[Excerpts of pointing data]
>> Start
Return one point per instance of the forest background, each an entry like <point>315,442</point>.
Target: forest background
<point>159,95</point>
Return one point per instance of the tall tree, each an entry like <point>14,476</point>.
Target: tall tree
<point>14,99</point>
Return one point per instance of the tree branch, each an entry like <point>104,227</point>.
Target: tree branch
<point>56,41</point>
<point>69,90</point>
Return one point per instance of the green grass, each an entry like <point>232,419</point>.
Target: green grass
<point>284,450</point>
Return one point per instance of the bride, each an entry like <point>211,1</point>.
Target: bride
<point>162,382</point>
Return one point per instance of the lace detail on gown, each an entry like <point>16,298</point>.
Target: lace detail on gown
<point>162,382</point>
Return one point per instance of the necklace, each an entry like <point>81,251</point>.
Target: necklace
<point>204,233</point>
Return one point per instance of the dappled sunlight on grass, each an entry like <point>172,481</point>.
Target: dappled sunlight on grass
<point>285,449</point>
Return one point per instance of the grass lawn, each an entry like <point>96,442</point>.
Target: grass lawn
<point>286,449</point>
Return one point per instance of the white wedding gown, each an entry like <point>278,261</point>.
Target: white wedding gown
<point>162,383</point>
>> End
- _Aim_
Render all of the material as a two-column CSV with the header columns "prompt" and "points". Give one row per request, with its text in one quoted field and its answer in the other, and replace any line breaks with spaces.

- _Exercise response_
prompt,points
"Return one point per instance of the forest background, each an entry like <point>315,442</point>. Target: forest background","<point>159,95</point>"
"Return one point per instance of the tall tree, each an entry like <point>14,476</point>. Target: tall tree","<point>14,99</point>"
"Return one point per instance of the tree branch, each an entry like <point>104,227</point>. Target: tree branch","<point>56,41</point> <point>69,90</point>"
"Return one point per instance of the green grass, each an entry like <point>232,419</point>. Target: green grass","<point>284,450</point>"
"Return one point per instance of the bride, each an entry like <point>211,1</point>. Target: bride","<point>162,382</point>"
"Return one point per instance of the lace detail on gown, each an entry like <point>16,298</point>. Target: lace detail on gown","<point>162,382</point>"
"Return one point per instance of the necklace, each an entry like <point>81,251</point>. Target: necklace","<point>204,233</point>"
"Return one point per instance of the dappled sunlight on grass, each an entry like <point>172,481</point>. Target: dappled sunlight on grass","<point>285,449</point>"
"Return one point per instance of the grass lawn, each an entry like <point>96,442</point>. Target: grass lawn","<point>286,449</point>"
"Return one point per instance of the white wedding gown, each an entry like <point>278,261</point>. Target: white wedding gown","<point>162,383</point>"